■ **Your task**: Put the lines below into a numbered list, omitting any blank lines and leaving out the pictures.

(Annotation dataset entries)
⁂
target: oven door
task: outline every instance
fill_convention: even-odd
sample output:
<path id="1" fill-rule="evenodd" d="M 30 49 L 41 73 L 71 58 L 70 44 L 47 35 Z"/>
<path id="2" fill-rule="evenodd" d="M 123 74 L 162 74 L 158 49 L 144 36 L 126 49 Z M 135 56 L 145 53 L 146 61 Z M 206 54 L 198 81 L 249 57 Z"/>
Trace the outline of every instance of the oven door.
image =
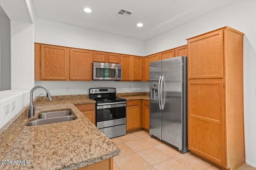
⁂
■ **Solution**:
1. target: oven door
2. task: outline every instance
3. fill_convention: even-odd
4. sample output:
5. <path id="1" fill-rule="evenodd" d="M 30 49 L 41 73 L 71 58 L 70 44 L 47 35 Z"/>
6. <path id="2" fill-rule="evenodd" d="M 123 74 L 162 74 L 158 49 L 144 36 L 126 49 Z M 135 56 L 145 53 L 146 61 Z M 206 54 L 198 81 L 249 57 Z"/>
7. Trace the outline of every instance of the oven door.
8. image =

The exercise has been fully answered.